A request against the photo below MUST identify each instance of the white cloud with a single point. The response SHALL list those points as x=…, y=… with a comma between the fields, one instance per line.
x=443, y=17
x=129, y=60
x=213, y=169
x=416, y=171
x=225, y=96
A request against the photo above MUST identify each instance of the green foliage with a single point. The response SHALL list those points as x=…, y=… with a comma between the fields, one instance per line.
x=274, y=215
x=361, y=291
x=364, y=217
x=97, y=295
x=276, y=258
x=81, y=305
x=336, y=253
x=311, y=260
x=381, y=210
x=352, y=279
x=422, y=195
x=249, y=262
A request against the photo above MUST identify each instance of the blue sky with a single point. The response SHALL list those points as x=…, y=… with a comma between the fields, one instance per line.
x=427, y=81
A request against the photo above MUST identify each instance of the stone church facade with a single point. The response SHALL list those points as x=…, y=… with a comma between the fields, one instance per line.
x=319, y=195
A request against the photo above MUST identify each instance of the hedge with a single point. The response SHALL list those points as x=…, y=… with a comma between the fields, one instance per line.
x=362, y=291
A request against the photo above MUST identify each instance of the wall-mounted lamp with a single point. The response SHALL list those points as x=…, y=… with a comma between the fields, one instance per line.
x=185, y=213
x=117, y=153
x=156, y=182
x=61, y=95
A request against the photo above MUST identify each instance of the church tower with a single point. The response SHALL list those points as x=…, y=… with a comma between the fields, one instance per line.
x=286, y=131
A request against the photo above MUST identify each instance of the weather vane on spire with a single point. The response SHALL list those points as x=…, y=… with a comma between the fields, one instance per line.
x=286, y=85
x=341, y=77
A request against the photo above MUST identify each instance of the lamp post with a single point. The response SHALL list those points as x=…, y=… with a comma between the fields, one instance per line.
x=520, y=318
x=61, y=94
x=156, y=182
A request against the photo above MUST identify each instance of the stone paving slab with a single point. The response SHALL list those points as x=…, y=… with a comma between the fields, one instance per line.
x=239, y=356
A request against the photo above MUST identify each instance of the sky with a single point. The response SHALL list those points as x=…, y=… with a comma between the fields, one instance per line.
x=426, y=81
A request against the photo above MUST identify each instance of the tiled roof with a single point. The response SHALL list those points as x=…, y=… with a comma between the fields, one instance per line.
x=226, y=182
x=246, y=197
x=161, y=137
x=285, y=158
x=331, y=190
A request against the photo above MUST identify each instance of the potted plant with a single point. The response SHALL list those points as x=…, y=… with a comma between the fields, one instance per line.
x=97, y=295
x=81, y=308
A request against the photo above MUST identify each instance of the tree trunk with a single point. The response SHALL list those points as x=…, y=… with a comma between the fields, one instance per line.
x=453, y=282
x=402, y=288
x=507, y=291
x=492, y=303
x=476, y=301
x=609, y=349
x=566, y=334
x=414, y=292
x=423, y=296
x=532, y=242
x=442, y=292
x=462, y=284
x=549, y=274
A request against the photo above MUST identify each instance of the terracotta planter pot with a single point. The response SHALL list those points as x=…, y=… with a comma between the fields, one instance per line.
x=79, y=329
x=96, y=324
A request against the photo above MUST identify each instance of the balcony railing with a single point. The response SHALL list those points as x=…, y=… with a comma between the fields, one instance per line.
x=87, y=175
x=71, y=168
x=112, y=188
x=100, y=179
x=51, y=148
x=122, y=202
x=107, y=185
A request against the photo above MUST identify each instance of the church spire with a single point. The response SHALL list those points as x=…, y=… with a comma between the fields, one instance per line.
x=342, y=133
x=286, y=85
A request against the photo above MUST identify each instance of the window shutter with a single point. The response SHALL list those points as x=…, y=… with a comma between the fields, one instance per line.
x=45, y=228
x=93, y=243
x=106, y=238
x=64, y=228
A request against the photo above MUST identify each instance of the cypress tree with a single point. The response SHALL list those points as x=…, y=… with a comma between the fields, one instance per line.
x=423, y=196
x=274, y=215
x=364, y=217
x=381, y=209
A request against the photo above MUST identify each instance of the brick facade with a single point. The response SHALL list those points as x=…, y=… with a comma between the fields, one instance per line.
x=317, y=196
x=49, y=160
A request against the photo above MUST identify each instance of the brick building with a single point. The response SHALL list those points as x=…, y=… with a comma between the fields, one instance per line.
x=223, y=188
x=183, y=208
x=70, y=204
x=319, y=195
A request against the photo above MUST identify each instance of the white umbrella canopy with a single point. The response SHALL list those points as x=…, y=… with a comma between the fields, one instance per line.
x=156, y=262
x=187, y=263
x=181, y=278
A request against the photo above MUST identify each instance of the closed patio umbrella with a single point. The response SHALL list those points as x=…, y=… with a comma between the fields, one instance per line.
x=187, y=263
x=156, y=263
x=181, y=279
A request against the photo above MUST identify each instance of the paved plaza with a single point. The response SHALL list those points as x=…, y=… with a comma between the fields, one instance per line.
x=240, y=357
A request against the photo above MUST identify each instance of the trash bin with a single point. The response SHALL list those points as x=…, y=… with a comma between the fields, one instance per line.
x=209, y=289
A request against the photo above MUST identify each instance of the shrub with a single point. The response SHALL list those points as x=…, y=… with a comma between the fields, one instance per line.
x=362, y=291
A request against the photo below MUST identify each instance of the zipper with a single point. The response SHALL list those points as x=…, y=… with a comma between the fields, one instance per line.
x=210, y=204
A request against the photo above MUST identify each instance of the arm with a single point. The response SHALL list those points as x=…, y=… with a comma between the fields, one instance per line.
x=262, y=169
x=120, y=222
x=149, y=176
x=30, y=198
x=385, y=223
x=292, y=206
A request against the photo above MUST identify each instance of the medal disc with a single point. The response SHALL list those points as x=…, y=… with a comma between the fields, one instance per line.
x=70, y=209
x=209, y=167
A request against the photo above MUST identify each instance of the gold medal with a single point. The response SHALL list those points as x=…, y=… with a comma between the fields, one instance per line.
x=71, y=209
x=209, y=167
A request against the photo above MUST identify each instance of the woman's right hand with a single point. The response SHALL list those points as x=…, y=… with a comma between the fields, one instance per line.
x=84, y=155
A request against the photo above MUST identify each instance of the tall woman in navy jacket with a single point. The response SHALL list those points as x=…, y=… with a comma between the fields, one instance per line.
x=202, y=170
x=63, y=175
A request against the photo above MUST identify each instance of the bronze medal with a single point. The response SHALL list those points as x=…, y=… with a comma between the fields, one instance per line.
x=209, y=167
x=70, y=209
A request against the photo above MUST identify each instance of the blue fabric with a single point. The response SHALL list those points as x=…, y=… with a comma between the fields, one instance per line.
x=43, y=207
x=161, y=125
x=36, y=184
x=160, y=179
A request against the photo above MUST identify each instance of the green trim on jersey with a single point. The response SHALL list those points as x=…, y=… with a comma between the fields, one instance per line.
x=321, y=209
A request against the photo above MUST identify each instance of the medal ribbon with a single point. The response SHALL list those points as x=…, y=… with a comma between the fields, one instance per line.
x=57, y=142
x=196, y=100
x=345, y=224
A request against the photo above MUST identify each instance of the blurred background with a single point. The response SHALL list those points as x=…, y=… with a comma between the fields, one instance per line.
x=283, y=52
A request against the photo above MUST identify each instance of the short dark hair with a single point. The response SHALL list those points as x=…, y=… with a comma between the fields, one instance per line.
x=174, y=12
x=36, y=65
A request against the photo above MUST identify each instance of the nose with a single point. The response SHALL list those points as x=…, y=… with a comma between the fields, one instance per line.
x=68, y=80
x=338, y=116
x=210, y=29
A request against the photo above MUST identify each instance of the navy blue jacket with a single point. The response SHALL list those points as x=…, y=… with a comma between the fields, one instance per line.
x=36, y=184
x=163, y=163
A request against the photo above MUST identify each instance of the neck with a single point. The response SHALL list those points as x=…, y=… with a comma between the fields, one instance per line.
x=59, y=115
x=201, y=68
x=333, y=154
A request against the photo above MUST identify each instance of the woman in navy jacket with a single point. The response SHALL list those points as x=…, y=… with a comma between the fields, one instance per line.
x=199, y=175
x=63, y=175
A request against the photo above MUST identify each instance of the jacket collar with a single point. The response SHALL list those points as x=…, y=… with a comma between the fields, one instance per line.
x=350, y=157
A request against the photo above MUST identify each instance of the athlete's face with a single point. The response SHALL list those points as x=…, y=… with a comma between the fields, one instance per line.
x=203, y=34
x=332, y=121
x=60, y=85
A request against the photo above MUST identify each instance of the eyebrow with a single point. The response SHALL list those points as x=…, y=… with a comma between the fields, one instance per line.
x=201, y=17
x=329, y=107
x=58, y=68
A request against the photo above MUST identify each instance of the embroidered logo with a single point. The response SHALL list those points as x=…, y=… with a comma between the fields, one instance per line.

EXERCISE BRIEF:
Recast the listing from the line with "of the tree" up to and including the line with "x=549, y=274" as a two-column CSV with the header row text,answer. Give one row per text and its answer, with each value in a single quoted field and line breaks replaced by spaces.

WRITTEN SOLUTION:
text,answer
"A request against the photo above MUST identify each instance of the tree trunk with a single point. The response SHALL list those points as x=…, y=… with a comma between the fields, one instance per line.","x=453, y=282 x=402, y=288 x=507, y=291 x=492, y=303 x=476, y=301 x=609, y=349 x=566, y=334 x=414, y=292 x=423, y=296 x=532, y=242 x=442, y=292 x=462, y=284 x=549, y=274"